WHAT TO PRODUCE >>
Please write the following entries out once more, exactly.

PROVIDED ENTRIES >>
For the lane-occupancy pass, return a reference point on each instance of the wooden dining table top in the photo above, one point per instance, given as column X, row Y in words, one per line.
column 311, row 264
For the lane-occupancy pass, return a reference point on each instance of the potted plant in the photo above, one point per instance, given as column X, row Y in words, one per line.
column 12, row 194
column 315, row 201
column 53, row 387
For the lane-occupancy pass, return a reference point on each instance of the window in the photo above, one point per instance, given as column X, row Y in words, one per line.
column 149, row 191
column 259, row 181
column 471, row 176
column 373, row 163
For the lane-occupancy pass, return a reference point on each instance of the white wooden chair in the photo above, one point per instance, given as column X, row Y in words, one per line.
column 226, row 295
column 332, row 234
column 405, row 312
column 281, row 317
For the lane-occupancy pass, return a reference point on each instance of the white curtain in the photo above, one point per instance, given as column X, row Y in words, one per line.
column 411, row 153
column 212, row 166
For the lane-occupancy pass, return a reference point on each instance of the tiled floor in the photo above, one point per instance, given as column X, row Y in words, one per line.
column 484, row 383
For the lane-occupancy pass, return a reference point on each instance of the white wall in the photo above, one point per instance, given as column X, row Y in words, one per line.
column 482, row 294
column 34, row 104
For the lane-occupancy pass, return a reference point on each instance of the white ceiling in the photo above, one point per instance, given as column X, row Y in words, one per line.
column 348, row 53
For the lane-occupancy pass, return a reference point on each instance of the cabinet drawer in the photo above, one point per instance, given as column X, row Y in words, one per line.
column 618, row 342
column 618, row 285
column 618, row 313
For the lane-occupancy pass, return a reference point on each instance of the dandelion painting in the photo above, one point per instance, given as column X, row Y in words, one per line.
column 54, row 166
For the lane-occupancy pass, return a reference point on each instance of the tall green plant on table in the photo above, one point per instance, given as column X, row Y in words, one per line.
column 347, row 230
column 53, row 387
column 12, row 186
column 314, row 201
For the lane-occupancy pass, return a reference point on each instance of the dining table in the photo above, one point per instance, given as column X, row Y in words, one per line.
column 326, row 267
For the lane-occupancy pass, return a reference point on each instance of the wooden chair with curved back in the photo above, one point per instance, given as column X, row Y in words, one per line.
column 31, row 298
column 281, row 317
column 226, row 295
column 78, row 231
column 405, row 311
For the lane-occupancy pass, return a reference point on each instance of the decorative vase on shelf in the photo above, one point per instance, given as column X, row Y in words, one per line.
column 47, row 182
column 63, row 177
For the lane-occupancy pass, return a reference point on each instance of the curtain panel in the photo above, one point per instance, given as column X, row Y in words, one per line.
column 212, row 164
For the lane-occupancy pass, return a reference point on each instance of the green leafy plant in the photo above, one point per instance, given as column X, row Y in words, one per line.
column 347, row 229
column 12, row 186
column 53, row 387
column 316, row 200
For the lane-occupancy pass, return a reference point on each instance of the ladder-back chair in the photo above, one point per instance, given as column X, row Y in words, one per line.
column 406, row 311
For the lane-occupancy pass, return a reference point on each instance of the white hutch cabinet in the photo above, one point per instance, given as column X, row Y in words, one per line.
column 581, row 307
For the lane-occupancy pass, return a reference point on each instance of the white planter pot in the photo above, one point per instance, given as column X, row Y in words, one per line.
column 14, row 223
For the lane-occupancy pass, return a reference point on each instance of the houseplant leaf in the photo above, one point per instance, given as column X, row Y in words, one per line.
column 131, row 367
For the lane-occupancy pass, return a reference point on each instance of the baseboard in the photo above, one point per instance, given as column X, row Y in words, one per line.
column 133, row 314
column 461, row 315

FINISHED EXERCISE >>
For the lane-occupancy pass, return a reference point on each instance of the wooden dining table top in the photo above, one point per instance, given as column X, row Y in words, one per line.
column 311, row 264
For the lane-occupancy pass, return a reference point on each instance of the potted plant in the photo above, one point per instance, given as column X, row Y in words, one per line.
column 12, row 194
column 315, row 201
column 53, row 387
For the lane-occupancy pass, return a reference point on each instance of the window in the photo above, one point per instance, given as column X, row Y in words, one per line.
column 149, row 191
column 259, row 181
column 471, row 176
column 373, row 163
For the lane-occupancy pass, return a reference point on each instance of the white wooden chair in the photo above, one point per instance, given as column X, row Y in words, one per line.
column 226, row 295
column 332, row 234
column 405, row 312
column 281, row 317
For the lane-occupancy pass, return a reference point on each instance of the white curtain in the photo above, one point per instance, given as column X, row Y in words, one per line.
column 411, row 153
column 212, row 166
For the lane-occupancy pass, return a reference point on each instance of the tiled floor in the photo above, one point per instance, given as column X, row Y in words, one per line.
column 484, row 383
For the lane-occupancy pass, return a reference point on each instance of the white wall in the photo above, one point per instance, given as column X, row Y in words, one per line.
column 482, row 294
column 34, row 104
For the lane-occupancy pass, return a reference point on each instance of the white ceiling in the photo above, one point per instance, given as column X, row Y in words, one per line.
column 348, row 53
For the lane-occupancy pass, return a reference point on each instance of the cabinet drawer in the photo above, one point per instance, given as column X, row Y in words, one per line.
column 618, row 342
column 618, row 285
column 618, row 313
For the lane-occupancy pass, return a reference point on each instance of the dandelion painting in the photo above, one point per instance, given as column X, row Y in words, one per line.
column 54, row 166
For the lane-occupancy pass, return a reference point on each instance of the tall green plant on table in the photo above, one point per instance, given as column X, row Y in words, one per line.
column 347, row 230
column 53, row 387
column 12, row 186
column 314, row 201
For the lane-occupancy pass, return a reference point on each instance of the dining table in the photo above, one point per instance, given as column X, row Y in words, one per line.
column 326, row 267
For the lane-occupancy pass, return a reference point on each instance of the wooden chair with curved back in the photo above, one point per instance, given as column X, row Y in words, one per line.
column 31, row 298
column 281, row 317
column 226, row 295
column 78, row 231
column 405, row 311
For the lane-occupancy pass, return a reference point on each instance of the decorative vase on shelf in the photo above, one point per instance, given as column X, row Y in words, one per line.
column 47, row 182
column 63, row 177
For the lane-occupancy pass, return a reference point on each instance of the curtain panel in the photo above, one point per instance, given as column X, row Y in words, one per line.
column 212, row 164
For the lane-occupancy pass, return a reference point on each instance of the green leafy plant in the photo above, one point per instance, given as column X, row Y in words, one per line.
column 347, row 229
column 12, row 186
column 53, row 387
column 316, row 200
For the lane-occupancy pass, return a reference point on each instance of the ladder-back chair in the photo above, one point per instance, given as column X, row Y in words, one per line.
column 406, row 311
For the lane-occupancy pass, return a reference point on each instance of the white hutch cabinet in the photo above, one point per instance, given as column X, row Y in words, one per line.
column 581, row 307
For the lane-occupancy pass, return a reference point on each instance of the white planter pot in the photo above, one point per instance, given as column X, row Y in words, one per line.
column 14, row 223
For the lane-occupancy pass, return a reference point on each instance of the houseplant leaf in the photo above, one point per instance, given as column X, row Y in words, one per line.
column 131, row 367
For the lane-occupancy pass, return a reference point on each instance of the baseboard in the photo above, one point per instance, given as column X, row Y in words, one per line.
column 133, row 314
column 461, row 315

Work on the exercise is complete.